In the listing, take the lines from the one containing "[locate] the patterned upholstered" up to and including the one containing "<point>46,440</point>". Reproduce only those lines with "a point for each instance" replaced by "one point per instance" and nothing else changed.

▶ DATA LINES:
>> Start

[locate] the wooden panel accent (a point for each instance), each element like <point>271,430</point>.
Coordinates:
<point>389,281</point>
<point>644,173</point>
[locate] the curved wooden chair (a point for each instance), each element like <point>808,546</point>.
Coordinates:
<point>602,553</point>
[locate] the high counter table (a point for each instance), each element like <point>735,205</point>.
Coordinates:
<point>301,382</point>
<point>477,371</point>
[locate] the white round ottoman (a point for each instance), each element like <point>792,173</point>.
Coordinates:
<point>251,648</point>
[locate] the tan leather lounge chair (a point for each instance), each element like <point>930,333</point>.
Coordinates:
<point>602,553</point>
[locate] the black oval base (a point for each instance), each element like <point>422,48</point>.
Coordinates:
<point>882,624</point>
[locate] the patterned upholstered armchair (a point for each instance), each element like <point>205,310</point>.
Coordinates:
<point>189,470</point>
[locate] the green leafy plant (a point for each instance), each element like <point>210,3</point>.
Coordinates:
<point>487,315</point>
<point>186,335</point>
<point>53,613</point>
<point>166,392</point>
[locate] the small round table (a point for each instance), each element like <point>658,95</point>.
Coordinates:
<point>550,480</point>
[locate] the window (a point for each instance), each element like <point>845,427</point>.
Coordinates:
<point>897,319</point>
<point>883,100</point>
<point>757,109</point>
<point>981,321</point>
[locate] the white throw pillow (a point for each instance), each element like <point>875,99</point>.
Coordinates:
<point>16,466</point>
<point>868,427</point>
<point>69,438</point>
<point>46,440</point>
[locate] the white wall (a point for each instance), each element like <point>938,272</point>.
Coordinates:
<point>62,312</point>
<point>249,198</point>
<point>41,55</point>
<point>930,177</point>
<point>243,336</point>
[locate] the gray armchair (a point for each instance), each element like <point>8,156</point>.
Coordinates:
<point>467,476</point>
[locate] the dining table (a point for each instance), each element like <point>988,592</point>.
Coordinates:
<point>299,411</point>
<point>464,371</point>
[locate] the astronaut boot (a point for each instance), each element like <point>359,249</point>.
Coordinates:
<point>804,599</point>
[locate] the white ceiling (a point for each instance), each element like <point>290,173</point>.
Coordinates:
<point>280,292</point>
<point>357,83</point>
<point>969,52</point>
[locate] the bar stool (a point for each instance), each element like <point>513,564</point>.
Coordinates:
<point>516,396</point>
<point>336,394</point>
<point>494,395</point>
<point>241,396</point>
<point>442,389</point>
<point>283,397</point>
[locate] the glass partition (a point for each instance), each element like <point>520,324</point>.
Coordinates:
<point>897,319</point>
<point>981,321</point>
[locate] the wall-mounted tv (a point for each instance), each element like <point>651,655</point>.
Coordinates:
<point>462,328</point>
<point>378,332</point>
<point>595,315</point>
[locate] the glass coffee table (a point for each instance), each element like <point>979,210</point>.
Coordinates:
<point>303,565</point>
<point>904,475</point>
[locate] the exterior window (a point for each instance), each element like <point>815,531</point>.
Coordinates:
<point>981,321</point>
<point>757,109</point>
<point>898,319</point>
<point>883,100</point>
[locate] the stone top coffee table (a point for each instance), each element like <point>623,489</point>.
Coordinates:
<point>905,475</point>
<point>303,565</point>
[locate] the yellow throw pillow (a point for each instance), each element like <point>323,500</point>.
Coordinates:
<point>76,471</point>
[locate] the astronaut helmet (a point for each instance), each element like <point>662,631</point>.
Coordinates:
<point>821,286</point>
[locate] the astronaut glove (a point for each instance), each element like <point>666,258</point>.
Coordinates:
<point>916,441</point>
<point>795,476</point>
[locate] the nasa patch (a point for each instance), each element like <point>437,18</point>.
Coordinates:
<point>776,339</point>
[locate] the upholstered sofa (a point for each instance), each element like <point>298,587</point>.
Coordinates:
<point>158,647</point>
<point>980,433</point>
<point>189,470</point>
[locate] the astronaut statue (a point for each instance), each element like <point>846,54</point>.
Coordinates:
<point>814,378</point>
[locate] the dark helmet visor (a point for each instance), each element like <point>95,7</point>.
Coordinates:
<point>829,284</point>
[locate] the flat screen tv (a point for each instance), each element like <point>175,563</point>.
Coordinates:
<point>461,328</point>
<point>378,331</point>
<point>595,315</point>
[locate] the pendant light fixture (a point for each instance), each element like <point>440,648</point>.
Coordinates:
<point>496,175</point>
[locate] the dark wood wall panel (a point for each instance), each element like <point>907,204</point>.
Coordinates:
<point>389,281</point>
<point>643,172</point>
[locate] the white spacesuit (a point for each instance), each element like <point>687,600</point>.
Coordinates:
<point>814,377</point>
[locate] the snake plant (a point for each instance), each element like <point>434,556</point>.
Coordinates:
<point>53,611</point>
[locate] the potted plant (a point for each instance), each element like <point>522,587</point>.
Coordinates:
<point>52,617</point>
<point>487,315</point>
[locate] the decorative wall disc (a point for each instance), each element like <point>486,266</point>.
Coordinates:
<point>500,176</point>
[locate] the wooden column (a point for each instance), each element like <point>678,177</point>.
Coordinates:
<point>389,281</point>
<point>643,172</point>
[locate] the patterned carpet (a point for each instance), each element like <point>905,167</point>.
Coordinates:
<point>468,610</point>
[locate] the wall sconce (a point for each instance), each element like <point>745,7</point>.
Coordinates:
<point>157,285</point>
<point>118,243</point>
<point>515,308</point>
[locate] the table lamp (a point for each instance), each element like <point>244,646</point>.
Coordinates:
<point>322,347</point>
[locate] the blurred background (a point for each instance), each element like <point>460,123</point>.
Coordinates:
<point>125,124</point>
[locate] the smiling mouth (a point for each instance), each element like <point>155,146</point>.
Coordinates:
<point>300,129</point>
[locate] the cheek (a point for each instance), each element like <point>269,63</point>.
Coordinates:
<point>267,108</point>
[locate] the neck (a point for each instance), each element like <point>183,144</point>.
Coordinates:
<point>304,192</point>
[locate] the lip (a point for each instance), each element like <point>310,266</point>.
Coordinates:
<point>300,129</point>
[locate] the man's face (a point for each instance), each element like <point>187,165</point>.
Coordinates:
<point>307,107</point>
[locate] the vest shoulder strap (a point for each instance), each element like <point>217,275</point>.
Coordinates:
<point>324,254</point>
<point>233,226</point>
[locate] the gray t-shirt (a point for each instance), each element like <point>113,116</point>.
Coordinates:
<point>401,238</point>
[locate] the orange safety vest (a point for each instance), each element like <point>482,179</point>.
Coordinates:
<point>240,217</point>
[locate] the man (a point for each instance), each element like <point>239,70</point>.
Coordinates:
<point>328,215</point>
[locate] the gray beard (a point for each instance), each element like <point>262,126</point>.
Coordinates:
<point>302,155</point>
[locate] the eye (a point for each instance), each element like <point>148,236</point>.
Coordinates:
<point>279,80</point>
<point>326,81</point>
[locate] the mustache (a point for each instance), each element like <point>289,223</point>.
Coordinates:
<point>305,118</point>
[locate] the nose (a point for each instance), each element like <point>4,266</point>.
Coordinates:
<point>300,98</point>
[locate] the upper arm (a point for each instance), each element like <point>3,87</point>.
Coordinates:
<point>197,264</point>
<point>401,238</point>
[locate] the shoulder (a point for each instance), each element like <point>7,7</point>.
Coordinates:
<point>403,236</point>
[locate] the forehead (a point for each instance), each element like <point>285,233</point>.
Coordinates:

>> End

▶ EXERCISE OUTPUT:
[locate] the patterned upholstered armchair (one point per instance), each element like <point>205,310</point>.
Coordinates:
<point>189,470</point>
[locate] the green leafy plant (one point per instance), each element like <point>210,3</point>.
Coordinates:
<point>487,315</point>
<point>186,335</point>
<point>53,613</point>
<point>166,392</point>
[locate] the small round table (one point per instance), each element like <point>658,95</point>.
Coordinates:
<point>550,480</point>
[locate] the window (one point per instance), each element like <point>845,427</point>.
Coordinates:
<point>897,319</point>
<point>883,100</point>
<point>757,109</point>
<point>981,321</point>
[locate] the white throw pillow (one point per instance), each element like <point>875,99</point>.
Coordinates:
<point>16,466</point>
<point>868,427</point>
<point>69,438</point>
<point>46,440</point>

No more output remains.